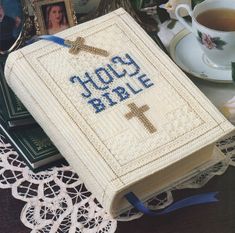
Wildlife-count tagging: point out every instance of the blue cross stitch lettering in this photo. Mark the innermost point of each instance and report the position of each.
(85, 82)
(101, 71)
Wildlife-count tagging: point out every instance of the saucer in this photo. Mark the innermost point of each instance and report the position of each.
(187, 54)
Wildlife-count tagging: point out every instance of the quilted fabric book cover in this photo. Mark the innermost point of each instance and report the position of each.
(32, 144)
(128, 121)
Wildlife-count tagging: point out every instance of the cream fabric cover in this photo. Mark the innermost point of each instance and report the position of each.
(109, 150)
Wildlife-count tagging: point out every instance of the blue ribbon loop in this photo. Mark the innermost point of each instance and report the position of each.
(189, 201)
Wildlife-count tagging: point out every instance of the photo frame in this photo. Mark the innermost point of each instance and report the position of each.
(15, 25)
(53, 16)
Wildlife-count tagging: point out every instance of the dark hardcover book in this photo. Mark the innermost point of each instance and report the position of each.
(11, 108)
(32, 144)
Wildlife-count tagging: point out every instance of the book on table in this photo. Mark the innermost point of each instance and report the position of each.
(123, 114)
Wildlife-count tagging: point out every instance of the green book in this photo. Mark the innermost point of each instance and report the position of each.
(11, 108)
(32, 144)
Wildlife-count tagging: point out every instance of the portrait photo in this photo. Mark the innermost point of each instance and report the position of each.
(11, 21)
(53, 16)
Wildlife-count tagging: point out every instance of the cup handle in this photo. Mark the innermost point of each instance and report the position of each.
(181, 19)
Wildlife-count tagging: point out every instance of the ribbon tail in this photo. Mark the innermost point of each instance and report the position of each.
(52, 38)
(190, 201)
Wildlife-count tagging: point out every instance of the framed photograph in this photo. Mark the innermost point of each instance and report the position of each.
(53, 16)
(15, 24)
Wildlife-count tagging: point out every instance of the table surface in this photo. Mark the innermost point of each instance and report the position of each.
(210, 218)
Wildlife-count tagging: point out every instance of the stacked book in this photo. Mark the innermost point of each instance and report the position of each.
(18, 126)
(117, 108)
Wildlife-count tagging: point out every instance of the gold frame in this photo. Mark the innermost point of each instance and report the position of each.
(39, 17)
(26, 29)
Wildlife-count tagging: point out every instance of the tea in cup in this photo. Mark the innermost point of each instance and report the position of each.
(213, 24)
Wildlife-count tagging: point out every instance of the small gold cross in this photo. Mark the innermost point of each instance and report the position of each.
(78, 45)
(139, 113)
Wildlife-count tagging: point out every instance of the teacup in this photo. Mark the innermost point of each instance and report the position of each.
(213, 24)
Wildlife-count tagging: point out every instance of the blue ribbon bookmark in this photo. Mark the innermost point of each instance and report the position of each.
(190, 201)
(74, 46)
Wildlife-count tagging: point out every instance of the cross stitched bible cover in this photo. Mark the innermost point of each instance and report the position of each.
(129, 121)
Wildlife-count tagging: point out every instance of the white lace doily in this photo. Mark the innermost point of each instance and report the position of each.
(57, 200)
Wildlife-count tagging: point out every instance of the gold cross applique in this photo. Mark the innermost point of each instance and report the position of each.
(79, 45)
(139, 113)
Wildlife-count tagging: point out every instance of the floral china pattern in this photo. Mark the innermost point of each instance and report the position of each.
(210, 42)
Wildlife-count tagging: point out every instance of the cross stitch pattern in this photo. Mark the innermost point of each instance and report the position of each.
(65, 204)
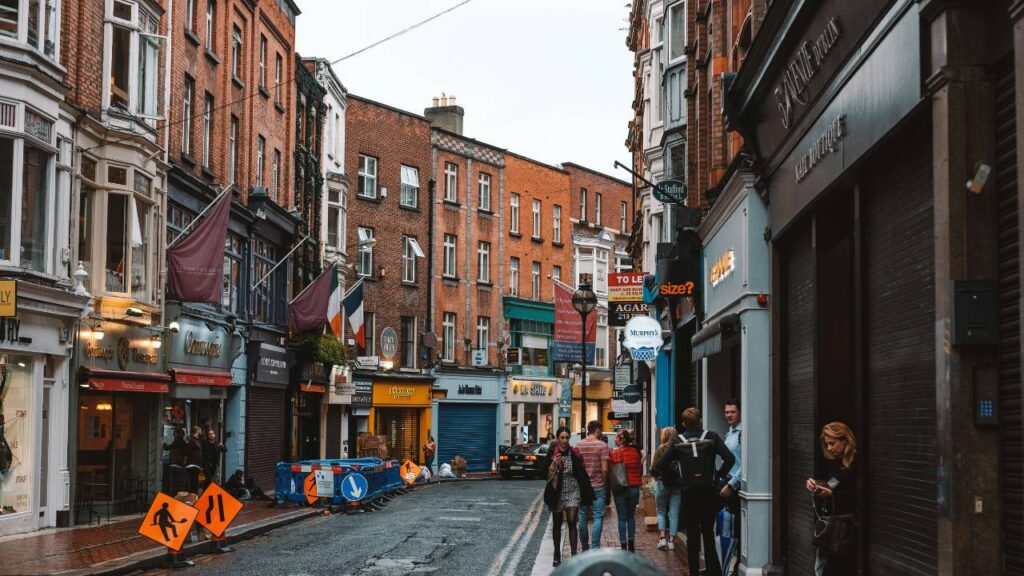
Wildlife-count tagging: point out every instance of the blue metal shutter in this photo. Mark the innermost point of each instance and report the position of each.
(468, 430)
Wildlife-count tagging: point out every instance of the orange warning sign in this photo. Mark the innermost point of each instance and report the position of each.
(168, 522)
(309, 488)
(216, 509)
(410, 471)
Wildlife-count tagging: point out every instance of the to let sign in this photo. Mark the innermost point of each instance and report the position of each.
(8, 298)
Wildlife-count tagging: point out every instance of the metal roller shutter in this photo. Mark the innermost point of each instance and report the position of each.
(333, 441)
(1012, 472)
(899, 324)
(264, 435)
(468, 430)
(798, 392)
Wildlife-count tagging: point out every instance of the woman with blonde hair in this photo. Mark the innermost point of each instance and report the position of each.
(836, 503)
(668, 495)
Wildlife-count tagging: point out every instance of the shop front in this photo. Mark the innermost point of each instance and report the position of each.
(266, 408)
(733, 346)
(199, 360)
(35, 340)
(121, 384)
(530, 410)
(401, 413)
(467, 417)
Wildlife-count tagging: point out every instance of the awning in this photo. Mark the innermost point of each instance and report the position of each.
(709, 339)
(201, 377)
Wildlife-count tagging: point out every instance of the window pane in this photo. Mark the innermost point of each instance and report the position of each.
(117, 251)
(35, 207)
(6, 183)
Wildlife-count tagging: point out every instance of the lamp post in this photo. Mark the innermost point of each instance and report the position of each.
(584, 300)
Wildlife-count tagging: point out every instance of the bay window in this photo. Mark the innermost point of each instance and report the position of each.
(133, 57)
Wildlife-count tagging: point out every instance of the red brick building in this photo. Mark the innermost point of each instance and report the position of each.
(388, 159)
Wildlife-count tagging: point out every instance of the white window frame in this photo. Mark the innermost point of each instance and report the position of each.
(368, 176)
(537, 218)
(410, 193)
(451, 182)
(483, 261)
(448, 333)
(450, 260)
(514, 213)
(483, 194)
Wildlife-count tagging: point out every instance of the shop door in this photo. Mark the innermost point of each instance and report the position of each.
(798, 397)
(899, 340)
(468, 430)
(264, 435)
(1012, 472)
(401, 426)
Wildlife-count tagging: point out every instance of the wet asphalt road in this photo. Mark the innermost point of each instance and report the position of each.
(460, 528)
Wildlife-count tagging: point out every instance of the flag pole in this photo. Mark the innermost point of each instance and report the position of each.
(281, 261)
(198, 217)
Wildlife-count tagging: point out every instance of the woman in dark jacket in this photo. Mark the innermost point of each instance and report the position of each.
(567, 487)
(836, 500)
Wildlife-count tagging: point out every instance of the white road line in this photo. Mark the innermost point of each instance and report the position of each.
(542, 567)
(510, 568)
(496, 568)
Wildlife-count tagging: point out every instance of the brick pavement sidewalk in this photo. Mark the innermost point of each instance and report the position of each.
(670, 563)
(115, 546)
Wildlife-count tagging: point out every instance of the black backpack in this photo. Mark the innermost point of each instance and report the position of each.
(696, 462)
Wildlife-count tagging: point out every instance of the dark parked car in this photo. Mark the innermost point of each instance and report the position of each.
(524, 459)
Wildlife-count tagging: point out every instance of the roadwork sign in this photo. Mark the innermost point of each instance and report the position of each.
(168, 522)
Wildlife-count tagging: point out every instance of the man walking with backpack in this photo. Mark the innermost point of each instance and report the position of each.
(694, 453)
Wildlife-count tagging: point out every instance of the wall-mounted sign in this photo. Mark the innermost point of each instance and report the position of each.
(722, 268)
(671, 192)
(643, 337)
(389, 343)
(8, 298)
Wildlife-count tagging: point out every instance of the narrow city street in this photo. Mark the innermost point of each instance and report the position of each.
(464, 528)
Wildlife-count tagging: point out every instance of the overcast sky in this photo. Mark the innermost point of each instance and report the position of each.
(549, 79)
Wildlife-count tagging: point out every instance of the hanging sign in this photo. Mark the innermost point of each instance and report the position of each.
(643, 337)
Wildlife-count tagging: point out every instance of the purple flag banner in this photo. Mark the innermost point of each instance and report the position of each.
(196, 265)
(307, 313)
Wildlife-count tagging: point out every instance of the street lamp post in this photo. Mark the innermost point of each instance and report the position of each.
(584, 300)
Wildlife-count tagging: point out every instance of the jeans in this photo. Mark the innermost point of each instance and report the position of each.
(596, 509)
(699, 511)
(626, 505)
(668, 500)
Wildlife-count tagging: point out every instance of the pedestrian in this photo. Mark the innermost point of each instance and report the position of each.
(628, 497)
(668, 495)
(730, 489)
(429, 449)
(700, 494)
(595, 458)
(567, 488)
(211, 455)
(836, 503)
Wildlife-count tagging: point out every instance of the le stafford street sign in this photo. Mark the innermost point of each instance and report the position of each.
(671, 192)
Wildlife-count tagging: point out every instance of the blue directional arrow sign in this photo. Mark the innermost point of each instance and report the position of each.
(354, 487)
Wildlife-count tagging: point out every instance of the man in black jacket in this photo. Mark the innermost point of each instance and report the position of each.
(700, 504)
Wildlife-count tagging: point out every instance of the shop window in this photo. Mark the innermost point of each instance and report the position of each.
(16, 399)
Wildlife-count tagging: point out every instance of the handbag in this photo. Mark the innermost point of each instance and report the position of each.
(835, 534)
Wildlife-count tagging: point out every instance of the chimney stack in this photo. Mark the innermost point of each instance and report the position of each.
(445, 114)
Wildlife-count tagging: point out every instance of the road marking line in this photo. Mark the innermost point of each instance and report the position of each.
(496, 568)
(510, 569)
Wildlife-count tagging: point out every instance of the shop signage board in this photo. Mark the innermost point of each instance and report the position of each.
(643, 337)
(671, 192)
(625, 297)
(8, 298)
(216, 509)
(168, 522)
(389, 343)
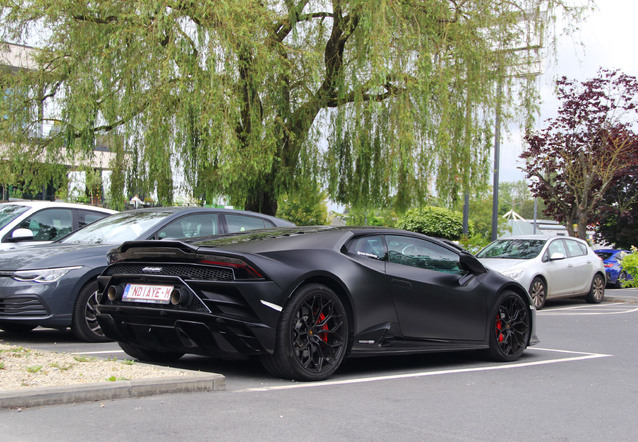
::::
EXERCISE BRIEF
Reproduce the data word for word, starting at the line that contains "Wildlife-count tagging: point out every instance of the handbag" and ending at the end of the data. Leave out the pictures.

THE SOLUTION
Wildlife-count tagging: point out every instance of the handbag in this photo. Mark the innermost point of each instance and report the position of each.
(835, 534)
Wildlife-count tagging: point out every instance of the chimney stack in this photo. Mark the innermost point of each instance and report the position of each.
(445, 114)
Wildlife-count tagging: point out every instance of the road marking line in this photo. Mark the innermost point of each instance and report the position of each.
(496, 568)
(510, 569)
Wildlife-count tagging: point out every instance of the shop signage board in this photo. Mark the innermost point of each instance and report the position of each.
(643, 337)
(671, 192)
(625, 297)
(8, 298)
(216, 509)
(168, 522)
(389, 343)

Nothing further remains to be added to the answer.